**Supplied records**
——————————

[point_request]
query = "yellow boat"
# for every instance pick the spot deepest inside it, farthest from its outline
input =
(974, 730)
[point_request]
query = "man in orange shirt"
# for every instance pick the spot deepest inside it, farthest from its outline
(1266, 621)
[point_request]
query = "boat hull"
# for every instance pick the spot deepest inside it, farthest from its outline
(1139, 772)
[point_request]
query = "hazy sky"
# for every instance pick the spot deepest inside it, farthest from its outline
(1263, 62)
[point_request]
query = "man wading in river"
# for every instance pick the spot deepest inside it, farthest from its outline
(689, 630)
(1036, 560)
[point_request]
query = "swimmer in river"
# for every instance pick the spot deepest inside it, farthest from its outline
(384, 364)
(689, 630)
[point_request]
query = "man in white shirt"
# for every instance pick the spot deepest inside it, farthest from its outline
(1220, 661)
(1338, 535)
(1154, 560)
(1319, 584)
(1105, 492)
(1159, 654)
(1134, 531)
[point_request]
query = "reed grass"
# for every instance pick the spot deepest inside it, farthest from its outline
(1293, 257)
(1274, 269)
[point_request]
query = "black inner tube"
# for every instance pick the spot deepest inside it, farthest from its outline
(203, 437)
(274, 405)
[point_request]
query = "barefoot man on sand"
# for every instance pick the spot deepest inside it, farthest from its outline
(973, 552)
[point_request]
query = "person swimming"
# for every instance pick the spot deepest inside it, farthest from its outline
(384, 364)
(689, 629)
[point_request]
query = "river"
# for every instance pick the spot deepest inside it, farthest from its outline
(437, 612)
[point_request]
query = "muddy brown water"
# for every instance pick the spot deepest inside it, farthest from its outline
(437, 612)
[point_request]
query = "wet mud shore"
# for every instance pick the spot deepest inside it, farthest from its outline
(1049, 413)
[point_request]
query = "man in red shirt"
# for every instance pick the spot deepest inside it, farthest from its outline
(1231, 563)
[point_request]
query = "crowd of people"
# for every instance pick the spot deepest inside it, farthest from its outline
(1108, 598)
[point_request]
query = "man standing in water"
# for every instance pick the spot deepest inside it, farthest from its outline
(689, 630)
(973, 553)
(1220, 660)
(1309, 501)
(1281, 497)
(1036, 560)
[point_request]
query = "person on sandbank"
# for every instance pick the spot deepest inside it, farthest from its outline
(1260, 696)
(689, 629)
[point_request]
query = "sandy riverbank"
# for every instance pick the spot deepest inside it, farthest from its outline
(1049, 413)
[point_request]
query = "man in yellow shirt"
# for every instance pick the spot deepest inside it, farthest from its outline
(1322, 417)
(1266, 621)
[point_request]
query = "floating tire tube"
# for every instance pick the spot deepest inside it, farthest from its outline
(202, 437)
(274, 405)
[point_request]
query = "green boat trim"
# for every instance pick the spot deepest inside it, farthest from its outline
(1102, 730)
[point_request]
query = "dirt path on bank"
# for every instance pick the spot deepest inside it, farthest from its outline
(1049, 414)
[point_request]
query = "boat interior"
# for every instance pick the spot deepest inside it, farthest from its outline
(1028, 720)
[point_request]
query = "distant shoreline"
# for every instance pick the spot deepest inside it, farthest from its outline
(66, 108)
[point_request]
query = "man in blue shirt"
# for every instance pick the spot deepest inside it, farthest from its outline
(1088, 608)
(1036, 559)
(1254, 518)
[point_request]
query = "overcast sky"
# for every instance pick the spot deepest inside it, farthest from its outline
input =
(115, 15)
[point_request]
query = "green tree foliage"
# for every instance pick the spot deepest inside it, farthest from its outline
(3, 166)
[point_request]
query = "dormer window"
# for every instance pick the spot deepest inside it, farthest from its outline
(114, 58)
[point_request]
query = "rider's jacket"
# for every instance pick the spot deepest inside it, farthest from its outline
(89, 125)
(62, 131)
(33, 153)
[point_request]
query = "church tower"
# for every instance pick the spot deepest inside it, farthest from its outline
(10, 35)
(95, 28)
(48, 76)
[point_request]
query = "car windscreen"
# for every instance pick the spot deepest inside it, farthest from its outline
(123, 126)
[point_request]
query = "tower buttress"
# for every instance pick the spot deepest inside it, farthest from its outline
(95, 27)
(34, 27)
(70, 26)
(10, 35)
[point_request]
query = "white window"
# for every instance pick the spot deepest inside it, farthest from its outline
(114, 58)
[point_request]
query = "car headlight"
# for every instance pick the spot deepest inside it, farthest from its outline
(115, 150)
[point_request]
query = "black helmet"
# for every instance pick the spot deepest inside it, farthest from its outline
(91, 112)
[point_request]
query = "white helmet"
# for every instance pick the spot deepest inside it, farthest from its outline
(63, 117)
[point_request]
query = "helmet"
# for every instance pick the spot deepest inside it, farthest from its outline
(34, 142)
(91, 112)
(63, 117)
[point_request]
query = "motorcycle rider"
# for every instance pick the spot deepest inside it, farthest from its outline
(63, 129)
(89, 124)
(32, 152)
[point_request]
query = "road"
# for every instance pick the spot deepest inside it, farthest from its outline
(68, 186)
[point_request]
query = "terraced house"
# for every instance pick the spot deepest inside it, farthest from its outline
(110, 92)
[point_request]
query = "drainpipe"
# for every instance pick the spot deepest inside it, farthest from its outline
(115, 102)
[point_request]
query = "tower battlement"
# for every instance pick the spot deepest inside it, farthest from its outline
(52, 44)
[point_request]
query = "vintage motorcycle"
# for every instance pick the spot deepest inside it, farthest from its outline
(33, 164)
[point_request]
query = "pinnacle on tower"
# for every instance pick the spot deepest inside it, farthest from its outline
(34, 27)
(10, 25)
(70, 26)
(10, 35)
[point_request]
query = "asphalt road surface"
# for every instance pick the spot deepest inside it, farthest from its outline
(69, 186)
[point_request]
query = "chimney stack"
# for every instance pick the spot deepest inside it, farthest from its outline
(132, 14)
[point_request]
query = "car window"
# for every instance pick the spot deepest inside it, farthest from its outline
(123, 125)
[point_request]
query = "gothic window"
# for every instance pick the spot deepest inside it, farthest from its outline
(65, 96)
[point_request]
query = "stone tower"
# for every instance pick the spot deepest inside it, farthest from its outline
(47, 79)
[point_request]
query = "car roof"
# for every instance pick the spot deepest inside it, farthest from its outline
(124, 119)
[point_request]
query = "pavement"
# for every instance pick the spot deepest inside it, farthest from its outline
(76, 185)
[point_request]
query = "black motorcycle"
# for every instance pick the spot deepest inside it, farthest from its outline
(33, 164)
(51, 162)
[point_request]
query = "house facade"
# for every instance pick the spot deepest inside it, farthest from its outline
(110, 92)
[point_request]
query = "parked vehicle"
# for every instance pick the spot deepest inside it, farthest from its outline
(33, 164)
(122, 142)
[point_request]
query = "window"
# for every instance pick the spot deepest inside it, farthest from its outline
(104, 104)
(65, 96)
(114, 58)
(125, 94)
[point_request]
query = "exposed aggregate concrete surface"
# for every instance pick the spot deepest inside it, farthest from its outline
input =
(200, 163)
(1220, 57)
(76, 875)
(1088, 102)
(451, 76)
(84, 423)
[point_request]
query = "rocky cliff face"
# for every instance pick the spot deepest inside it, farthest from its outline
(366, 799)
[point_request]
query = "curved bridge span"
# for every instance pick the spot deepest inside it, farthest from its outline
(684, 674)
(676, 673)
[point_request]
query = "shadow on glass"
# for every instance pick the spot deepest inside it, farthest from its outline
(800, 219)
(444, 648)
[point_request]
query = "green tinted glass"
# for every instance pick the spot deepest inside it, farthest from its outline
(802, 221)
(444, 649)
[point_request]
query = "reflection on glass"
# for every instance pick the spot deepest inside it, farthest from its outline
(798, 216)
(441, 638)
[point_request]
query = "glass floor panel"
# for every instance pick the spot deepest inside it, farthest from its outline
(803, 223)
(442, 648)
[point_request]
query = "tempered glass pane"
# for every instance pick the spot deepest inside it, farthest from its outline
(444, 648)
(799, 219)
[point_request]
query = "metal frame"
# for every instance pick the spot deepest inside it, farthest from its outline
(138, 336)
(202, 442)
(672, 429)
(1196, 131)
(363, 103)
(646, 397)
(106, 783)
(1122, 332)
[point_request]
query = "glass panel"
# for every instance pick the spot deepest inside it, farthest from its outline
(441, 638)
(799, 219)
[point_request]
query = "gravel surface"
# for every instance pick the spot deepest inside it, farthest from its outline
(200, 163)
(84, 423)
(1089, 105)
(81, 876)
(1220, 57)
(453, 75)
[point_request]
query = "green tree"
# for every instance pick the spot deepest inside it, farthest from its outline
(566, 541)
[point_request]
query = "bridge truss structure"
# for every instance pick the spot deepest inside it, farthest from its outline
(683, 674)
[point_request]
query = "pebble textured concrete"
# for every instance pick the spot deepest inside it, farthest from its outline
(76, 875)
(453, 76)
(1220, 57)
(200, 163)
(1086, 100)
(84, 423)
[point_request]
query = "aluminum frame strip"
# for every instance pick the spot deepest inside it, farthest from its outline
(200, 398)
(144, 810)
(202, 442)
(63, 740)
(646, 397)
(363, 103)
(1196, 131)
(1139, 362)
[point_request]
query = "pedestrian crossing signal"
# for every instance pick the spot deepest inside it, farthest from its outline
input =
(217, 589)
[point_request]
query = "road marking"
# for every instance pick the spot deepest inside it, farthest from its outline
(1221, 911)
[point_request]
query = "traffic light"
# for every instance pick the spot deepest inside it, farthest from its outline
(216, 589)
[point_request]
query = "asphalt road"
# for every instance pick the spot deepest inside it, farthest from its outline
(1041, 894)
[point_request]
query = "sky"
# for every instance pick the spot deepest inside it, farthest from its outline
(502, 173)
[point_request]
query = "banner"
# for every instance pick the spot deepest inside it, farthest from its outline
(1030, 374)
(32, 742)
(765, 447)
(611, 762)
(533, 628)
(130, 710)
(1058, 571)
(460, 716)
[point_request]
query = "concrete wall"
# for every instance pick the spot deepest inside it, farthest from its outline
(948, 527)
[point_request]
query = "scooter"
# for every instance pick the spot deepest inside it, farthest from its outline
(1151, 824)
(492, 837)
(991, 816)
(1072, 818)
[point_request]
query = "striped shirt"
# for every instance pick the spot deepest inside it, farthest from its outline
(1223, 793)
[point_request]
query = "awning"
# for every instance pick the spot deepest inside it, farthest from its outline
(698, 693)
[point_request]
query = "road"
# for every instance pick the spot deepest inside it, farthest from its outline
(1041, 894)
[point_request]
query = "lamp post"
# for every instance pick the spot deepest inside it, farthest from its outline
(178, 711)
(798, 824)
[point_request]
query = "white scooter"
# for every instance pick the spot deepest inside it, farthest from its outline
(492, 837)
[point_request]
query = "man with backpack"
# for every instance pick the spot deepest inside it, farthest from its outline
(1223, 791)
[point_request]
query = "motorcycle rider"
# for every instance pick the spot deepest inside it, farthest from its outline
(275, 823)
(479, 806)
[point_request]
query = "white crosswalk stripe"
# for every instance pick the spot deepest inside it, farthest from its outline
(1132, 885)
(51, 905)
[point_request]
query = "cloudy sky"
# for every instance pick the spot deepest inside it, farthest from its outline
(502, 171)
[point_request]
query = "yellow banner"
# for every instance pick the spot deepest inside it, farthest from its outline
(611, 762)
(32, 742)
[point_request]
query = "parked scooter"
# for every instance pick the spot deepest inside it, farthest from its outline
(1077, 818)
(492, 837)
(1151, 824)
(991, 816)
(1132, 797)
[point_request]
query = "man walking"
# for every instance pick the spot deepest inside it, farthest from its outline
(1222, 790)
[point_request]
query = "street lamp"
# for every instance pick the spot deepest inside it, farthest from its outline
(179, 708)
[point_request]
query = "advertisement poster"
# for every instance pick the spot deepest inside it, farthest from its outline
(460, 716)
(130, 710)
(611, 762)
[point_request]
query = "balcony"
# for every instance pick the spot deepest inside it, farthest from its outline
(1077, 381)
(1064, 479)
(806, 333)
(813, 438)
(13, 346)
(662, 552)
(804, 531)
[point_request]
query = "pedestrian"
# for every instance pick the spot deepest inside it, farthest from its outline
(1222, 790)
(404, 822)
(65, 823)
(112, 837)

——————————

**Written instruction**
Rewrite the material as a numbered list, from the start of the material through the line containing "(1108, 598)", both ends included, omitting blank lines.

**Reply**
1. [point_request]
2. query = "yellow boat"
3. # for every instance pick the spot deepest inside it, farthest from its outline
4. input =
5. (974, 730)
6. [point_request]
7. query = "man in orange shirt"
8. # for every instance pick the spot deepest inside it, farthest from its outline
9. (1266, 621)
10. [point_request]
11. query = "boat hull"
12. # for every instance pick the spot deepest inside it, farthest from its outline
13. (1139, 772)
14. [point_request]
15. query = "hazy sky"
16. # for every instance pick the spot deepest inside it, farthest from its outline
17. (1263, 62)
18. [point_request]
19. query = "man wading in river"
20. # for every instance pick the spot deepest inside it, farthest from its outline
21. (689, 630)
22. (1036, 560)
23. [point_request]
24. query = "swimmer in river"
25. # for every instance pick the spot deepest inside it, farthest from its outline
26. (384, 364)
27. (689, 630)
28. [point_request]
29. query = "man in white shirt"
30. # for every instance pick the spot deepest inside it, farthest from its outline
31. (1220, 661)
32. (1338, 535)
33. (1154, 560)
34. (1319, 584)
35. (1105, 492)
36. (1159, 654)
37. (1134, 531)
38. [point_request]
39. query = "reed grass"
40. # for every instance pick the spot deepest inside it, farthest from its outline
41. (1293, 257)
42. (1274, 269)
43. [point_request]
44. query = "black inner tube"
45. # for every instance pick the spot deepest inside it, farthest from its outline
46. (203, 437)
47. (274, 405)
48. [point_request]
49. query = "barefoot man on sand"
50. # for every instance pick the spot deepest inside it, farthest from its outline
51. (973, 552)
52. [point_request]
53. query = "person swimming"
54. # for every instance pick the spot deepest inside it, farthest from its outline
55. (384, 364)
56. (689, 629)
57. [point_request]
58. query = "river"
59. # for every instance pick the spot deepest inside it, farthest from its outline
60. (437, 612)
61. [point_request]
62. query = "muddy brown water"
63. # for every instance pick the spot deepest inside it, farthest from its outline
64. (437, 612)
65. [point_request]
66. query = "wet mud shore"
67. # for every instance pick the spot deepest inside it, farthest from its outline
68. (1049, 413)
69. [point_request]
70. query = "man in red shirt"
71. # for every instance pick the spot deepest inside it, farthest from its outline
72. (1231, 563)
73. [point_request]
74. query = "crowd of people"
75. # for every instance pick the spot deepest inside it, farthest from its outline
76. (1108, 598)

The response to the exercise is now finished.